4. Options of Holding and the C&D Fund Upon Proposed
Disposition.
(a) Rights of First Refusal. If the Purchaser desires to
accept an offer (which must be in writing and for cash, be irrevocable by its
terms for at least 60 days and be a bona fide offer as determined in good faith
by the Board) from any prospective purchaser to purchase all or any part of the
Shares at any time owned by the Purchaser, the Purchaser shall give notice in
writing to Holding and The Xxxxxxx & Dubilier Private Equity Fund IV Limited
Partnership, a Connecticut limited partnership (together with any successor
investment vehicle managed by Xxxxxxx, Dubilier & Rice, Inc., the "C&D Fund")

> [RECORDS SHOWN]:
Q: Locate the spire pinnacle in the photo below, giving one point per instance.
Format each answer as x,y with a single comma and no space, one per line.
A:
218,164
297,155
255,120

> [PROBLEM]:
Answer these from the right of first refusal clause:
(a) For at least how many days must the offer be irrevocable by its terms?
(b) Who decides in good faith whether the offer is bona fide?
(c) What kind of partnership is The Xxxxxxx & Dubilier Private Equity Fund IV Limited Partnership?

> [RESULT FOR THIS EXERCISE]:
(a) 60 days.
(b) The Board.
(c) A Connecticut limited partnership.